(Point labeling examples)
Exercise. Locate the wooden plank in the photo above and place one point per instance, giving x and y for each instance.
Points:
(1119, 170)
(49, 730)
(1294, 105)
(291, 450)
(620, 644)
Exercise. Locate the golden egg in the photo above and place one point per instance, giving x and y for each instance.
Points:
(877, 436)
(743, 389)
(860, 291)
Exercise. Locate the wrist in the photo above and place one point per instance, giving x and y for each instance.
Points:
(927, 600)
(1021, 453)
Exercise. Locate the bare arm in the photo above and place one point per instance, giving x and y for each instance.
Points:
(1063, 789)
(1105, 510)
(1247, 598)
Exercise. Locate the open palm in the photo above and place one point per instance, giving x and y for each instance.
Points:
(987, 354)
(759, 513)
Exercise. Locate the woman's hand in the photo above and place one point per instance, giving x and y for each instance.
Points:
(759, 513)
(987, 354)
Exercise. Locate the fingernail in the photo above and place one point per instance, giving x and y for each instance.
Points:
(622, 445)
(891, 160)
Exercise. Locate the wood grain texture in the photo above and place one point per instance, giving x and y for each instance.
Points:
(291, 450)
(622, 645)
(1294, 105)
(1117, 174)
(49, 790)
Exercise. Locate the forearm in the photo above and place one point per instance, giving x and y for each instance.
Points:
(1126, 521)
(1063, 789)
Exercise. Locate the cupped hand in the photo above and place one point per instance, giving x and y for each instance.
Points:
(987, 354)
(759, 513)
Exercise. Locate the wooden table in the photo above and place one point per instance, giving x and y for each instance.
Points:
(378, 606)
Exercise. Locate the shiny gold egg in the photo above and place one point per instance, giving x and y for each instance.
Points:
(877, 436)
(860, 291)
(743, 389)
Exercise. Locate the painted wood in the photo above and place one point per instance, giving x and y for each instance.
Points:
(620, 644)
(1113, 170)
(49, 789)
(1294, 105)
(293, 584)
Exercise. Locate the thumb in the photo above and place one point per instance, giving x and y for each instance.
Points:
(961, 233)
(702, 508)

> **TO DO**
Retype the data exactly as given.

> **IN RESPONSE**
Exercise. Locate the wooden plank in the photo above and place one point per instance, giving x and y for each instance.
Points:
(1119, 170)
(49, 730)
(1294, 105)
(291, 450)
(620, 644)
Exercise. Locate the golden egg in the photo above and place one point per instance, giving x and y for each instance.
Points:
(877, 436)
(743, 389)
(860, 291)
Exercise. Locate the wrist in the photo above and place one point per instance, giving x and y for each instance.
Points:
(927, 600)
(1021, 453)
Exercise. Locate the bare arm in the photo above and place one point per instance, giving x and y for each instance.
Points:
(1063, 789)
(1105, 510)
(1247, 598)
Exercise. Locate the open palm in the photo above and place one point per instance, giving x and y for each instance.
Points:
(987, 354)
(759, 513)
Exercise. Locate the woman's hand in the photo above and place one point per instance, giving x and y for each instance.
Points:
(759, 513)
(987, 354)
Exercise. Locate the fingernail in the photo above and place one point per instance, giving x and y for each instance.
Points:
(622, 445)
(891, 160)
Exercise. Locate the wood grain texture in the photo above and place one point per instance, giving x and y for each instance.
Points:
(291, 450)
(622, 645)
(1294, 105)
(1117, 174)
(49, 790)
Exercise. Locate the forearm in the photo above and place one point per instance, giving x and y for each instance.
Points:
(1126, 521)
(1063, 789)
Exercise. Locate the cupped hand in the photo above and place one point per instance, giving x and y for each instance.
Points:
(987, 354)
(759, 513)
Exercise. Locate the wooden table in the photo above and place one point per instance, giving x and y for each instance.
Points:
(378, 606)
Exercise. Locate the shiny gold egg in the photo above and place one point per instance, giving x and y for each instance.
Points:
(877, 436)
(860, 291)
(743, 389)
Exercise. Locate the painted wood in the photo above and place one point per instance, giving x and y for each instance.
Points:
(620, 644)
(1113, 170)
(49, 789)
(1294, 105)
(293, 584)
Exercise. Locate the thumb in the photo above and place one point per instance, giving x and y for each instance.
Points:
(961, 233)
(702, 508)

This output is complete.